- What is required:
List every line in the rows below that contains the word "leaf", copying each one in full. Case counts when matching.

───

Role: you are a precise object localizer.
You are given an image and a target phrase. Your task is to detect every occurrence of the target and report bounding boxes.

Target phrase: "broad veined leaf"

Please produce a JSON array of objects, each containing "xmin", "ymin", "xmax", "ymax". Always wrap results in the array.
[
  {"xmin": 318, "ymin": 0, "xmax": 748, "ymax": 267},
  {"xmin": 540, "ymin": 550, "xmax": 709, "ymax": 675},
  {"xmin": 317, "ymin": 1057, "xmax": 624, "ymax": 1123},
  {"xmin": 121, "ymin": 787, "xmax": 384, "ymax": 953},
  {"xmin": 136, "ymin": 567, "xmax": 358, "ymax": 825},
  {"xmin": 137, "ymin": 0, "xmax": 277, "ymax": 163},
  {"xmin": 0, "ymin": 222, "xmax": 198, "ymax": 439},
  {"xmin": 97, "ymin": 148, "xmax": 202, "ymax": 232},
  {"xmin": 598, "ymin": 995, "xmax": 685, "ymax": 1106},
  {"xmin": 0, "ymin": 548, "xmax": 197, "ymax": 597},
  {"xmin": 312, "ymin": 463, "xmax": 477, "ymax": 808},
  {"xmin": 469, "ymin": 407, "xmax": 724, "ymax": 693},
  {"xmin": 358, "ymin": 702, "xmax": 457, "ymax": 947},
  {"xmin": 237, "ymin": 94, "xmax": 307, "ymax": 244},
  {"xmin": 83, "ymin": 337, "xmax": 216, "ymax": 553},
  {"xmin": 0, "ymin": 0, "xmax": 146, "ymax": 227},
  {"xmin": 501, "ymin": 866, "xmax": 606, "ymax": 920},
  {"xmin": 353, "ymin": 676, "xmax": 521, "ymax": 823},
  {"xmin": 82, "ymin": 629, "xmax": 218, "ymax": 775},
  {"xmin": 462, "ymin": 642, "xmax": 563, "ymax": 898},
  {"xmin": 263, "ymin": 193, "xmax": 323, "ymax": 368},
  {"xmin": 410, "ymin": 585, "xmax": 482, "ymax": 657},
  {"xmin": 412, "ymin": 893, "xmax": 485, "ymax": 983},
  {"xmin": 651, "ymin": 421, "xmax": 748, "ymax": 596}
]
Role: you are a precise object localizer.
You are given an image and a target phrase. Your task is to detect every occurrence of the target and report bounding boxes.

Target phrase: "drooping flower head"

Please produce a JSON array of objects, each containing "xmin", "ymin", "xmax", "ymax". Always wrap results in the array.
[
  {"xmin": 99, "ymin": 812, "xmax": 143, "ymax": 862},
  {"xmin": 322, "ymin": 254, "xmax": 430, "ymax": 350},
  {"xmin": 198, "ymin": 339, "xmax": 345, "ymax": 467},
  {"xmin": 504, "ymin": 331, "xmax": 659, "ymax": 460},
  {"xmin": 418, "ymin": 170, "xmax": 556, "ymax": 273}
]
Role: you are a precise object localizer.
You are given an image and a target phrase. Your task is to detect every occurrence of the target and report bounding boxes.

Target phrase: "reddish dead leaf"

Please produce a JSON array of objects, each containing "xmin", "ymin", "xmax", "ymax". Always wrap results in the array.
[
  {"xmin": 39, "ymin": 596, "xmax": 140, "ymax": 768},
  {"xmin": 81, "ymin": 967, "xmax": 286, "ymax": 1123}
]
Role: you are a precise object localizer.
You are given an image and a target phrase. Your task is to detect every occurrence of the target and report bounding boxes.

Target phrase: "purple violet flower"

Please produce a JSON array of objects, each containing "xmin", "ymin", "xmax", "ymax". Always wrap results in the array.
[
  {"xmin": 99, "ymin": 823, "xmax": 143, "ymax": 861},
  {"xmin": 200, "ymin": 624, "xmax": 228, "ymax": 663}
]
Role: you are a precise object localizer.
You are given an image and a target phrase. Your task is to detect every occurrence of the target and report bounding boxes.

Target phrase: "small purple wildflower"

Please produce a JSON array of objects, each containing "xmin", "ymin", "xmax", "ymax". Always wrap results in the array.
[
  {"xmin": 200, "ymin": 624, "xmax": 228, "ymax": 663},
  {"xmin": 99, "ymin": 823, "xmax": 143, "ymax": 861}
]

───

- Written response:
Target phrase: "broad veined leaf"
Target phrase: "reddish dead leaf"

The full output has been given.